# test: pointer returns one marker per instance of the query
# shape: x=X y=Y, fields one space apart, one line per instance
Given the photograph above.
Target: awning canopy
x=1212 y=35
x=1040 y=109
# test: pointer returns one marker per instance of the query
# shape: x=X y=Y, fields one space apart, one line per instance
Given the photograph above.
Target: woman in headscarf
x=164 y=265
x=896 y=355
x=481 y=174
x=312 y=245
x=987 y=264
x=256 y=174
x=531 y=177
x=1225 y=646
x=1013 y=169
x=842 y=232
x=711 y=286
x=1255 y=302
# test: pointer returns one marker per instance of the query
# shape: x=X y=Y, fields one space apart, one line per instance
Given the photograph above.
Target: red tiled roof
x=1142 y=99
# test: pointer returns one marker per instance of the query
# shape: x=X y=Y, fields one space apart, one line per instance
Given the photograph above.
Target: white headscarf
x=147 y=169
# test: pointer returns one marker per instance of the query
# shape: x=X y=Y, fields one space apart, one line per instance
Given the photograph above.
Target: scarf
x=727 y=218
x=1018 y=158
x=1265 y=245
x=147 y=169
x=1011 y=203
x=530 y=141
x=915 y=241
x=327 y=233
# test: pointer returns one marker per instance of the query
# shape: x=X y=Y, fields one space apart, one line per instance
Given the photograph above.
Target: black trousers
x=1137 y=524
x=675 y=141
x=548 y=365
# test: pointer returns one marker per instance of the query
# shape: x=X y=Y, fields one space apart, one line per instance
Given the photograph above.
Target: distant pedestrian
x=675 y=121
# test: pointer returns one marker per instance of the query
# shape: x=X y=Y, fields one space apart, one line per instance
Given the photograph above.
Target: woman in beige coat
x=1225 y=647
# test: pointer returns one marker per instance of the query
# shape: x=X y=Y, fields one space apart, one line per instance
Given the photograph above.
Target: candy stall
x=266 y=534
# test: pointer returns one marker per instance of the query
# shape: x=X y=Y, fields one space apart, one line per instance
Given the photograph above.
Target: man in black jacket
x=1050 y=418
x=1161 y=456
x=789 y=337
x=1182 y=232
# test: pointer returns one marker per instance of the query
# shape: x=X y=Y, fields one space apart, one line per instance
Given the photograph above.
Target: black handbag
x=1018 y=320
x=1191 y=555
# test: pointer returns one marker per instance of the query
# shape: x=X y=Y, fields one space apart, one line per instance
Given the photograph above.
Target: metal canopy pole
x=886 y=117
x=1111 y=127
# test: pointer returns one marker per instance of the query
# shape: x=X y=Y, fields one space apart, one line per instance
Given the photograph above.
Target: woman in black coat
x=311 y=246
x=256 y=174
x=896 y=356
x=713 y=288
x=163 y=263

******************************

EXERCISE: Return each line of the data exactly as written above.

REPLY:
# test: pointer returns one marker per instance of the query
# shape: x=X y=Y, fields one space apart, one line per instance
Given the photograph above.
Target: awning canopy
x=1212 y=35
x=1040 y=109
# test: pointer returns one marker per instance of the query
# shape: x=X y=Y, fields one space apart, one line per instance
Given the photograph above.
Target: woman in headscarf
x=164 y=265
x=896 y=355
x=481 y=174
x=312 y=245
x=987 y=264
x=256 y=174
x=531 y=177
x=1225 y=646
x=1013 y=169
x=842 y=232
x=711 y=286
x=1255 y=302
# test: pointer returns one marker per instance of the query
# shape: x=X y=Y, fields one space apart, one line per instance
Given the photograph above.
Target: red tiled roof
x=1142 y=99
# test: pointer returns one marker per instance of the query
# shape: x=X y=Y, fields one space apart, one line per instance
Given the photograph above.
Target: white headscarf
x=147 y=169
# test: pointer returns one marker per instance of the query
# shape: x=X y=Y, fields one space apart, one line per instance
Given the photograph above.
Target: scarf
x=727 y=218
x=1018 y=158
x=1265 y=245
x=147 y=169
x=1011 y=203
x=530 y=141
x=915 y=241
x=327 y=233
# test: pointer returns one marker per instance of the query
# shape: x=X y=Y, fields one space apart, one line per instance
Given the photograph above.
Target: black trousers
x=1137 y=524
x=675 y=141
x=548 y=365
# test: pointer returns one marker per instance of the query
# shape: x=X y=Y, fields one space apart, one line per instance
Given the photograph above.
Target: distant pedestrian
x=675 y=121
# test: pointer returns one marker per instance of the query
# shape: x=X y=Y, fields one space apart, one line per instance
Given the photograph above.
Target: woman in beige coat
x=1225 y=647
# test: pointer returns one marker per instance of the query
# shape: x=X y=Y, fields one space apart, one line per instance
Given the photograph above.
Target: candy stall
x=266 y=534
# test: pointer returns one marker per instance of the query
# shape: x=X y=Y, fields one space apart, one line per instance
Given the photograph above.
Target: man in black jacket
x=1050 y=418
x=1161 y=456
x=789 y=337
x=1182 y=232
# test: pointer returns one marker per instance of the query
# shape: x=X y=Y, fields one space apart, one line per instance
Given the photograph above.
Target: black handbag
x=1018 y=320
x=1191 y=555
# test: pointer returns one marker per instance of the query
# shape: x=X y=Y, fields one space apart, one line per instance
Given the photograph above.
Target: metal canopy pole
x=886 y=117
x=1111 y=127
# test: pointer returns one marker per instance of the query
# shape: x=X y=Y, fields one space apart, one line per instance
Given the photograph above.
Target: woman in black coat
x=311 y=246
x=256 y=174
x=896 y=356
x=713 y=288
x=163 y=263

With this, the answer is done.